— BEGIN Record extracts —
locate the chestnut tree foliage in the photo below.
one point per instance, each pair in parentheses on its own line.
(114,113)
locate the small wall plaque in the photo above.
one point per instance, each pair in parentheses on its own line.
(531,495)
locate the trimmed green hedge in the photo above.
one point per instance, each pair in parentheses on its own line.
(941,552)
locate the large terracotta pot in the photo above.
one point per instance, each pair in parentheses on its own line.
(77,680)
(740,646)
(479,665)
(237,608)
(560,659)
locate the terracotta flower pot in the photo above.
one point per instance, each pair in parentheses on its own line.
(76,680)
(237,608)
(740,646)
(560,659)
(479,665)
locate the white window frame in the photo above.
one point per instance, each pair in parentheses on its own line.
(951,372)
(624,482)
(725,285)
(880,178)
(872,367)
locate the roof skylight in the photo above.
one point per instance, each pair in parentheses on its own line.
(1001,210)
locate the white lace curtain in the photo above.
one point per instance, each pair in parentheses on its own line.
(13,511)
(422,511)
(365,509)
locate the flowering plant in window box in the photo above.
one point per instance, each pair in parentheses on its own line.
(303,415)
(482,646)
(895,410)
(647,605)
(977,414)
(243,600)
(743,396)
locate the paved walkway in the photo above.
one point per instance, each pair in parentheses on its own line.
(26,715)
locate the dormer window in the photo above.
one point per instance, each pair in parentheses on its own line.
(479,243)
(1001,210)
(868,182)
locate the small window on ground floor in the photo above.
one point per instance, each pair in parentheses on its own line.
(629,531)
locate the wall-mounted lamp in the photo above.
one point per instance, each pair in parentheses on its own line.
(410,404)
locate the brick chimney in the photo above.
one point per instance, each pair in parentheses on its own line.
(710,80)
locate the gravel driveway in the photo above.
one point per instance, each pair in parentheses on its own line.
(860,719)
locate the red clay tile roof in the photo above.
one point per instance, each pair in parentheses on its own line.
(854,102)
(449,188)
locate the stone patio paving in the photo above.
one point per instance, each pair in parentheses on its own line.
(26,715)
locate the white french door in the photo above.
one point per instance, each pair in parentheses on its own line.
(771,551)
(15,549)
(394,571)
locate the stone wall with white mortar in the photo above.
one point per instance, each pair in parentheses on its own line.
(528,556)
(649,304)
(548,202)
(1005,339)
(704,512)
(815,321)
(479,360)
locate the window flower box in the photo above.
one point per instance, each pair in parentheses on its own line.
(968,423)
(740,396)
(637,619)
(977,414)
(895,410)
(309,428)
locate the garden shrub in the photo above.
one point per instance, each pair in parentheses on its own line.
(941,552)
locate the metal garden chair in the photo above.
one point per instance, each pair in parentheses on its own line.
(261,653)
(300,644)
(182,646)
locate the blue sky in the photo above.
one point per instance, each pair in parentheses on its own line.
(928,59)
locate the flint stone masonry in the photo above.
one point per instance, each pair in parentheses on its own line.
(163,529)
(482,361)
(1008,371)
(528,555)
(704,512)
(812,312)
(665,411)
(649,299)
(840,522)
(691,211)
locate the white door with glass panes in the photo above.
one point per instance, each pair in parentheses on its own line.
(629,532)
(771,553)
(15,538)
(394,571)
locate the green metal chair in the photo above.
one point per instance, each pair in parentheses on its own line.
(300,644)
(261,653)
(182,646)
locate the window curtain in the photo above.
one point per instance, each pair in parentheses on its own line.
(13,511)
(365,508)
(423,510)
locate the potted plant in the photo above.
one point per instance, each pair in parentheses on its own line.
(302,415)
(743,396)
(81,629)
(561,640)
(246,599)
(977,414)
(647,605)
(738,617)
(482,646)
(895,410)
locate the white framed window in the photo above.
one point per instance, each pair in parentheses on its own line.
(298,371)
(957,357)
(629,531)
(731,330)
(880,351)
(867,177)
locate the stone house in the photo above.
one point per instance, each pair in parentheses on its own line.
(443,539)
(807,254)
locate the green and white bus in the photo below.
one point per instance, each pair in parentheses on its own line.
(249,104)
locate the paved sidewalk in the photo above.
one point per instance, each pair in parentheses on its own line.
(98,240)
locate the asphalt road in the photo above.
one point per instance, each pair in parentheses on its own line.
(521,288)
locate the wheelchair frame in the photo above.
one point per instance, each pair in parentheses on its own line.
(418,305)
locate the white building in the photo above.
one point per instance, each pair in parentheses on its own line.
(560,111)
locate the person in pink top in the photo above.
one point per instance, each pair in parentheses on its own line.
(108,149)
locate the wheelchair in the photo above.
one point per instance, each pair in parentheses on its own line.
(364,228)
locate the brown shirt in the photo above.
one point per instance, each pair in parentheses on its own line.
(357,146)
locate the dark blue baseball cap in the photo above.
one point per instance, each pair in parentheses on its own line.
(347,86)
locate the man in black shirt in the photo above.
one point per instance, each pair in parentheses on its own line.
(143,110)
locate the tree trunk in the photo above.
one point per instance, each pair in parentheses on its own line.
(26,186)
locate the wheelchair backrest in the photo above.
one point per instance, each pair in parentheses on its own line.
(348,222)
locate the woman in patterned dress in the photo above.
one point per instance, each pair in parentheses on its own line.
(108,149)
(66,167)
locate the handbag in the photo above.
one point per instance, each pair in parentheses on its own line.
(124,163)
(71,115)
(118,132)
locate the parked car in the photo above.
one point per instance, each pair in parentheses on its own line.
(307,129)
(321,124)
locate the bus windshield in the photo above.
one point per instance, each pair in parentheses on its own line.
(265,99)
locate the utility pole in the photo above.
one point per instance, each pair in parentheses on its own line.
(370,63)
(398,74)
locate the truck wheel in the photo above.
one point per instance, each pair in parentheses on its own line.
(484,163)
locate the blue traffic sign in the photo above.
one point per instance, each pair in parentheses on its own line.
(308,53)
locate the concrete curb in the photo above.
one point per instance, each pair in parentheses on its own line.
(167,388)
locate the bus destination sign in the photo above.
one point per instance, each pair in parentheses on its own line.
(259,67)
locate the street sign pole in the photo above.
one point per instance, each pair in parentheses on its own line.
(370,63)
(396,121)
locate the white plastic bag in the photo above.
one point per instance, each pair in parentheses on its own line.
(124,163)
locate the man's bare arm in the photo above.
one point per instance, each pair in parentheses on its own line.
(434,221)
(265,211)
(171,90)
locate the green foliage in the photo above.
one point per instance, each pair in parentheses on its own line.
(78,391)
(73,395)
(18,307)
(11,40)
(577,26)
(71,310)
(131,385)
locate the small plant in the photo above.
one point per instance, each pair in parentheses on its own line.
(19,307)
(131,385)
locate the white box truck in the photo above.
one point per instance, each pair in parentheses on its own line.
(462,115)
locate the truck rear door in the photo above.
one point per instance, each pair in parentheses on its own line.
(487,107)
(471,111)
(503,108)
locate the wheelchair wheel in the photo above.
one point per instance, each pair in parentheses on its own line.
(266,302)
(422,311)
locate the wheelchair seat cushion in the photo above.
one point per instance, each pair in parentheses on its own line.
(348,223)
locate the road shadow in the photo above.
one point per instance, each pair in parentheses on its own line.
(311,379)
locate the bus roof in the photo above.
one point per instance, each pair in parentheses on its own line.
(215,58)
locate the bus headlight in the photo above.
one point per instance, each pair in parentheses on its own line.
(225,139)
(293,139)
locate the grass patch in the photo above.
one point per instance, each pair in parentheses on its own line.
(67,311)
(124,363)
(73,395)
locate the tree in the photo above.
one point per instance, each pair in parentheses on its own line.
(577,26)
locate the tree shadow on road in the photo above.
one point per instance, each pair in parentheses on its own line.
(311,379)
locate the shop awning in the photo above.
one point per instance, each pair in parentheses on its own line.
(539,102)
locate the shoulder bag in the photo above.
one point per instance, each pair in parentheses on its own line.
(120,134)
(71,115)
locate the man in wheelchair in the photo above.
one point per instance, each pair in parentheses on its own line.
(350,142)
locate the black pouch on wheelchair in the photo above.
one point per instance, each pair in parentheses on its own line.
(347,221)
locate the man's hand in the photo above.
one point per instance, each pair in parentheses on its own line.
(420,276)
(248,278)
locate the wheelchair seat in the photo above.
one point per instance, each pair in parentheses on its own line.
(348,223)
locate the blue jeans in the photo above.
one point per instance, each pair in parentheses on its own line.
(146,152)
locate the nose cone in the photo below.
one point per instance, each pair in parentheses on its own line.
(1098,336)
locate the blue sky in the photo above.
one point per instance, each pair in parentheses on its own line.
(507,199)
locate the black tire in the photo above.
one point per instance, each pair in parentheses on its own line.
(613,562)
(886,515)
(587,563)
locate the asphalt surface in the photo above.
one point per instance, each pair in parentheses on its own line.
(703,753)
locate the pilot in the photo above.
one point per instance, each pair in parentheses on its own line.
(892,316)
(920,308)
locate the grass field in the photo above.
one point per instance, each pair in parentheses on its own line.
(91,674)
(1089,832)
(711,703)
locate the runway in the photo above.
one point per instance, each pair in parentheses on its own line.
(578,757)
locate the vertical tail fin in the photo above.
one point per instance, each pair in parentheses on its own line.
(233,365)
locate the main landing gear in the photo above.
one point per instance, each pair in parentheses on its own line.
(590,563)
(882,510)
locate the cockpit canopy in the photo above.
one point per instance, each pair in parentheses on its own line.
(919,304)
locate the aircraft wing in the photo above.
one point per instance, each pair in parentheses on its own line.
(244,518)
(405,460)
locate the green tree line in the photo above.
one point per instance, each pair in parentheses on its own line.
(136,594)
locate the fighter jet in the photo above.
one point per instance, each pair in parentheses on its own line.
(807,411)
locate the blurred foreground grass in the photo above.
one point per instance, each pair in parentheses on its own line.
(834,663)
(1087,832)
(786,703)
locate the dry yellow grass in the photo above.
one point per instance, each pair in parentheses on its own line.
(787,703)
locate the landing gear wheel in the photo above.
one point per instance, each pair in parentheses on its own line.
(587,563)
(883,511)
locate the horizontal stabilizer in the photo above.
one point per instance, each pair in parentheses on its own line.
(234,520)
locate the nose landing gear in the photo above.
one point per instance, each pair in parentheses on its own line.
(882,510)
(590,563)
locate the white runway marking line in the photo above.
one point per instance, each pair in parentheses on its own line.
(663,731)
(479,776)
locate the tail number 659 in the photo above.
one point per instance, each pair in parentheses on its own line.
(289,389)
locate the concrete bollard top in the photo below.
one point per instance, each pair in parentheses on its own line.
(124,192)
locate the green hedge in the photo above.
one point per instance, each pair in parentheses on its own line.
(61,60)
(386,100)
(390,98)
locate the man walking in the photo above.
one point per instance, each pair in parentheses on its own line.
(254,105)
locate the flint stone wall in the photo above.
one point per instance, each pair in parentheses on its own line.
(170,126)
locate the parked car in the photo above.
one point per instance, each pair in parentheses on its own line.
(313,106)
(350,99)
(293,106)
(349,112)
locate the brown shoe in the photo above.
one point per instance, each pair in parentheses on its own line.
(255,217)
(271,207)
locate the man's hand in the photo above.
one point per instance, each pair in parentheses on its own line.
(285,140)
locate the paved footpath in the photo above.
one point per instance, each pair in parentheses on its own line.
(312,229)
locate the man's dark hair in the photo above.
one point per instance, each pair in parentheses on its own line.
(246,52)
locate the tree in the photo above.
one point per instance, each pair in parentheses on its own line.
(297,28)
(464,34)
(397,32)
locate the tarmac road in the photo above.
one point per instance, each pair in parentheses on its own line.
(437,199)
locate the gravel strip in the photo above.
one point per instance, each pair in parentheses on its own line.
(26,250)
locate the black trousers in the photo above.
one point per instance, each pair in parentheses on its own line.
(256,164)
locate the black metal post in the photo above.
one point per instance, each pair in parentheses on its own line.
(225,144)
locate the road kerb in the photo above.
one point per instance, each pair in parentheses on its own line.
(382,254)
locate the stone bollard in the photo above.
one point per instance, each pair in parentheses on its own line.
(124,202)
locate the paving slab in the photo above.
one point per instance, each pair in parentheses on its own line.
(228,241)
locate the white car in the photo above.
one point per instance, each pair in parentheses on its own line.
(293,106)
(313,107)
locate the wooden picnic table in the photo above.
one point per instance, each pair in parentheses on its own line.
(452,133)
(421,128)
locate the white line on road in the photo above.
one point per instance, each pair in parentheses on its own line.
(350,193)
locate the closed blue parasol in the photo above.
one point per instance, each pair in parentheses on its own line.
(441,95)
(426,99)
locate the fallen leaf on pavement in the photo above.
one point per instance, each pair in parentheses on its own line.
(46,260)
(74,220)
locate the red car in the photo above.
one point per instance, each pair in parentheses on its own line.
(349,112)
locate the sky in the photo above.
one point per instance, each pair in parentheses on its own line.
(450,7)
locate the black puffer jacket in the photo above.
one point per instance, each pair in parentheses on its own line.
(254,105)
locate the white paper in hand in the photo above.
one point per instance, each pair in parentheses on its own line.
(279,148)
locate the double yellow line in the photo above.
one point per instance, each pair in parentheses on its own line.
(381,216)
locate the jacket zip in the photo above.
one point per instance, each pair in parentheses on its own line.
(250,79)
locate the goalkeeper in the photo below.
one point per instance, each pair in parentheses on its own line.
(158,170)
— END Record extracts —
§ **Short task**: Lines from the one containing "locate the tarmac road in the photo above." through the final line are to be given again verbatim, with nothing before or after.

§ **Result**:
locate the tarmac road in the photo above.
one point per instance, each pair in parentheses on its own line.
(437,199)
locate the gravel strip in the photo above.
one point per instance, each pair in parentheses on its own line.
(26,250)
locate the black trousers in the photo above.
one point per instance, each pair in parentheses on its own line.
(256,164)
locate the black metal post in the photo above.
one point per instance, each pair in parentheses on its own line.
(225,144)
locate the road kerb in the photo above.
one point per instance, each pair in parentheses on its own line.
(382,254)
locate the stone bollard in the photo above.
one point per instance, each pair in parentheses on its own line.
(124,202)
locate the paving slab in the photo above.
one point per instance, each pair in parentheses on its own line.
(228,241)
locate the white car in the photo above.
one point per instance, each pair in parentheses on its own line.
(293,106)
(313,107)
locate the wooden picnic table in the photo above.
one point per instance, each pair in parentheses on its own line.
(452,133)
(421,128)
locate the white line on road in the photo above.
one point per instance, each pair in parentheses on its own line.
(350,193)
locate the closed blue parasol in the photo above.
one point per instance, each pair in parentheses on its own line.
(441,95)
(426,99)
locate the fallen leaf on pavement in the photo above.
one point per instance, each pair in parentheses on its own line.
(46,260)
(74,220)
locate the red car in the photo above.
one point per instance, each pair in parentheses on its own line.
(349,112)
locate the sky in the photo above.
one point per instance, each pair in parentheses on its own line.
(450,7)
locate the black puffer jacket in the photo above.
one point per instance, each pair in parentheses on its own line.
(254,105)
locate the white paper in hand in the photo above.
one point per instance, each pair in parentheses on its own line.
(279,148)
locate the double yellow line in the photo above.
one point per instance, each pair in parentheses on its own line.
(381,216)
locate the jacket zip in the photo above.
one point per instance, each pair in parentheses on its own line.
(250,79)
locate the goalkeeper in the photo below.
one point per instance, each pair in parentheses on its own line.
(158,170)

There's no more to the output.